SUPPLIED TEXT:
# Newbie With Basic Questions



## ThaRatChick (Apr 15, 2010)

Total newbie on raising feeder insects, and even having mantids. So hopefully you guys can help me  

I'm planning on ordering cultures from mantisplace.

How many cultures should we get? We are getting 6 baby mantids, I'll find out the age tomorrow when we get them. We'll buy some FFs from petco to tide us over for awhile. Is there anything else we need to get other than the cultures? A list would be nice! Also (i know, it should be in housing section), whiat would you suggest for housing? We'll get some simple containers tomorrow until we get everything figured out.


----------



## massaman (Apr 15, 2010)

Go with a culture or two to start with and you can make your own cultures as well to continue the fruit fly population and its easy to do!

You can get cheap cultures of fruit flies online too from josh's frogs that is already producing or freshly made!

As far as housing goes once they are sub adult to adult you can put them in critter keepers if you decide to or place them in small rectangle,round or hex shaped aquariums!


----------



## Rick (Apr 16, 2010)

Paul did a good job of covering the fruit fly issue. I recommend buying some 32 oz insect cups (same type mantids can live in) to make new ff cultures in. Also get some fruit fly medium. I prefer the type sold by carolina.com. When they outgrow the ff's you will neeed to move up to house or bluebottle flies, both are readily available.

For now I would get the typical 32 oz insect cup for housing. These are the best in my opinion. Once they outgrow those you have many choices. Critter keepers were mentioned but I feel those are a poor choice for mantids. I use the small 2.5 gallon aquariums with screen lid. These can be sectioned off and three mantids can live in one tank.


----------



## ThaRatChick (Apr 16, 2010)

We decided to get either cups, like said, or some type of tupperware and cut a hole in the top to cover in window mesh.

When they grow up, we have a twenty gallon that can be sectioned off (somehow...) for them to live in. And we can always go out and buy other stuff!


----------



## ThaRatChick (Apr 16, 2010)

I wanted to ask, at what age (generally) do they start outgrowing the FFs? How aften do they moult?


----------



## ismart (Apr 16, 2010)

ThaRatChick said:


> I wanted to ask, at what age (generally) do they start outgrowing the FFs? How aften do they moult?


What species of mantis are you getting? Depending on what species you have will give us a better idear on how to answer these questions properly. If they are chinese? Then at L3 they can start taking down house flies. I think it's like 7 or 8 moults to reach adulthood. I cant seem to remember exactly?


----------



## massaman (Apr 16, 2010)

some species may have more then seven molts I think!


----------



## Rick (Apr 16, 2010)

Molting frequency depends on temperatures and food availability. You can expect about every couple weeks when young but it will slow down as they age.


----------



## massaman (Apr 16, 2010)

you can actually use the tank if you put in plenty of soil or any substrate of your choice and plenty of sticks or branches for them to climb on and just pour in the tank fruit flies and if there is a lid cover it up and well give them plenty of room to molt and to hunt for their food and they can explore as well!

STATED GOAL A: Decide whether each statement agrees with the mantis thread, answering yes or no and quoting the words that settle it: (i) Rick considers critter keepers a good choice for mantids. (ii) Rick says molting slows down as the mantids age. (iii) ThaRatChick plans to order cultures from mantisplace.
STATED GOAL B: According to Rick in the mantis thread, how many mantids can live in one sectioned-off 2.5 gallon aquarium?
STATED GOAL C: Carry on the mantis thread, beginning after its final post.

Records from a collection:
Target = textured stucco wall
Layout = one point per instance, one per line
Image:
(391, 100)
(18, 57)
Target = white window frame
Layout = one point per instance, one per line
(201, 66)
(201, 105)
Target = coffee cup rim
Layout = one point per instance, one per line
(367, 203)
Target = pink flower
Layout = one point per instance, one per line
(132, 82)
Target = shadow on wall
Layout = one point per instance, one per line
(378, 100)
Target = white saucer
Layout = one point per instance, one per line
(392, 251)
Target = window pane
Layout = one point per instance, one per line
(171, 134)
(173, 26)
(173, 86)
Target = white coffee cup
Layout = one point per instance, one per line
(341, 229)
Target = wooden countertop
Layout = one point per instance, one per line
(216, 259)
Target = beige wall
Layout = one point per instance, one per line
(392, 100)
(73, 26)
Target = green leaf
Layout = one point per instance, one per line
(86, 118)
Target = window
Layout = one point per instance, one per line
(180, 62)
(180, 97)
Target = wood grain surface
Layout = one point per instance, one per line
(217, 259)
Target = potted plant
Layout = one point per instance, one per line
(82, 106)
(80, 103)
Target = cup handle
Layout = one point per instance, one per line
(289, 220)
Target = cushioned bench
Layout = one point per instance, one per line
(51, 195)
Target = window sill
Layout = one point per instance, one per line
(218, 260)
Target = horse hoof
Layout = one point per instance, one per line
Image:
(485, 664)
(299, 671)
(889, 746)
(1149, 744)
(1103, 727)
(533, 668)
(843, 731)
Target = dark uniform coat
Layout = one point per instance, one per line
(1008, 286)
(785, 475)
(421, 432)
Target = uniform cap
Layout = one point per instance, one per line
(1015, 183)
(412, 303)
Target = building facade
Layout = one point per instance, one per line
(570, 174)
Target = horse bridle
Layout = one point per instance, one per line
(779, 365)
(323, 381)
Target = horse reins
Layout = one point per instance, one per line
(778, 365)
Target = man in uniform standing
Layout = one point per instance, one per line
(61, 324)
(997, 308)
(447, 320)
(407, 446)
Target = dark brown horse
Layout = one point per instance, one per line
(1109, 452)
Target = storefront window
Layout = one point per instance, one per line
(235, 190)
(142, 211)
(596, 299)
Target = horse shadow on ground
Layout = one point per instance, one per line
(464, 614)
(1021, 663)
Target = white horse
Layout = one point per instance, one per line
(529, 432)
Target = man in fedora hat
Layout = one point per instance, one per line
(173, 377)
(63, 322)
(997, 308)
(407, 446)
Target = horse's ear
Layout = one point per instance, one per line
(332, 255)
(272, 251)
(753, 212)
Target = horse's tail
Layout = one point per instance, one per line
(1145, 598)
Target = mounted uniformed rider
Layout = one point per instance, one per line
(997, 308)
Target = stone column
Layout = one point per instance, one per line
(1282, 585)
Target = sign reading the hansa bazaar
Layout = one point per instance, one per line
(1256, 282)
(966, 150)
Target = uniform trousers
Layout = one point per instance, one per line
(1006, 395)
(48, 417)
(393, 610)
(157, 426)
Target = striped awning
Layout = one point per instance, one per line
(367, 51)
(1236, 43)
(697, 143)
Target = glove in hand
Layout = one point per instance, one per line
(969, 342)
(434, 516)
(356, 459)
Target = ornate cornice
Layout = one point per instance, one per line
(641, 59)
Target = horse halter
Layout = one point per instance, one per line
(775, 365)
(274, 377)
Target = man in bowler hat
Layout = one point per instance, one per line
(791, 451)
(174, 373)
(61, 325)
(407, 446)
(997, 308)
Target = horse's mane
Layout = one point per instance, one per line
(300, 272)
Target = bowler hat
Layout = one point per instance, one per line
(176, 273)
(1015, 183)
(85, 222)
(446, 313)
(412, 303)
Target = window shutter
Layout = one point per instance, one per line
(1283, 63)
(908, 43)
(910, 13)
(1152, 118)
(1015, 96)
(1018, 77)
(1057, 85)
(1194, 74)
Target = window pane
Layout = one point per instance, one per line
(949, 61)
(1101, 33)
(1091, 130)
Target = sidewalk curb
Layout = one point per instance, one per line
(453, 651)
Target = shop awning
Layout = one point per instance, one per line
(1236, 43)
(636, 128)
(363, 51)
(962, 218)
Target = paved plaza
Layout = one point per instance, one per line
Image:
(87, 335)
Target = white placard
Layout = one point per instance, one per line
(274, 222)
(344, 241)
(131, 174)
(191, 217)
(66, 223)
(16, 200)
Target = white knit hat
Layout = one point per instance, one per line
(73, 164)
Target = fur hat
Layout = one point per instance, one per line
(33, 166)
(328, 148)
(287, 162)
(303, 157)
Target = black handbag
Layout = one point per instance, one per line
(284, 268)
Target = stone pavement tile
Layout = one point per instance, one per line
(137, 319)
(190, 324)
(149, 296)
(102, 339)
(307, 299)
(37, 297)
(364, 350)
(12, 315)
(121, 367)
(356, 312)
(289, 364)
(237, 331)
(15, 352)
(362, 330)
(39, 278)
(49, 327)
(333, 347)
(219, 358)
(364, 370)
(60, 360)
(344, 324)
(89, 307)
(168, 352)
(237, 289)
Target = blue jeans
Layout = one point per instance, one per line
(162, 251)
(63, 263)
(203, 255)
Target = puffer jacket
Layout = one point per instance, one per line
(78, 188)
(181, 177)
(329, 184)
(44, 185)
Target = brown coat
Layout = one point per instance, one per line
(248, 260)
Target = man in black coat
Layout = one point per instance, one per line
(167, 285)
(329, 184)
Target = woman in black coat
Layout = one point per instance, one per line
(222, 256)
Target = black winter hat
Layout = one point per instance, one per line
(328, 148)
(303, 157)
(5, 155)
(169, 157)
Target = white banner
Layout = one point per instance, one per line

TASK ANSWER A:
(i) No: "Critter keepers were mentioned but I feel those are a poor choice for mantids."
(ii) Yes: "You can expect about every couple weeks when young but it will slow down as they age."
(iii) Yes: "I'm planning on ordering cultures from mantisplace."

TASK ANSWER B: Three mantids.

TASK ANSWER C:
----------



## Rick (Apr 16, 2010)

I wouldn't even consider moving them into a large divided tank until they are off of fruit flies. The 32 oz insect cups will suffice for a good while.


----------



## ThaRatChick (Apr 16, 2010)

We got them today! Little buggers, the guy said they hatched on the 11th. So they are almost a week old, and he said they had one moult already. That makes them L1 right?

We only got 4. We got 4 square tupperware things, I think they are around 32 oz... We put window screen on the top after cutting some out, and them realized the flies could get out. So we added paper towel over it. We put a little bit of lemon on the bottom of each enclosure to keep the flies in as well, is that okay? We just kind of dumped a bunch of flies in each, and they are eating a bunch! We named them Chuck Norris, Juanita, Pedro, and Carl. (Awesome names right lol.) They are chinese. They are so teeny! I'll post pics soon (when my dad lends me his old camera, mine doesn't do macro well).

We have a little setup with a dimish light on them (25w i believe) that we will turn off at night. Is that good for them? We got distilled water for the sprayer too, how often should we spray them?


----------



## Rick (Apr 17, 2010)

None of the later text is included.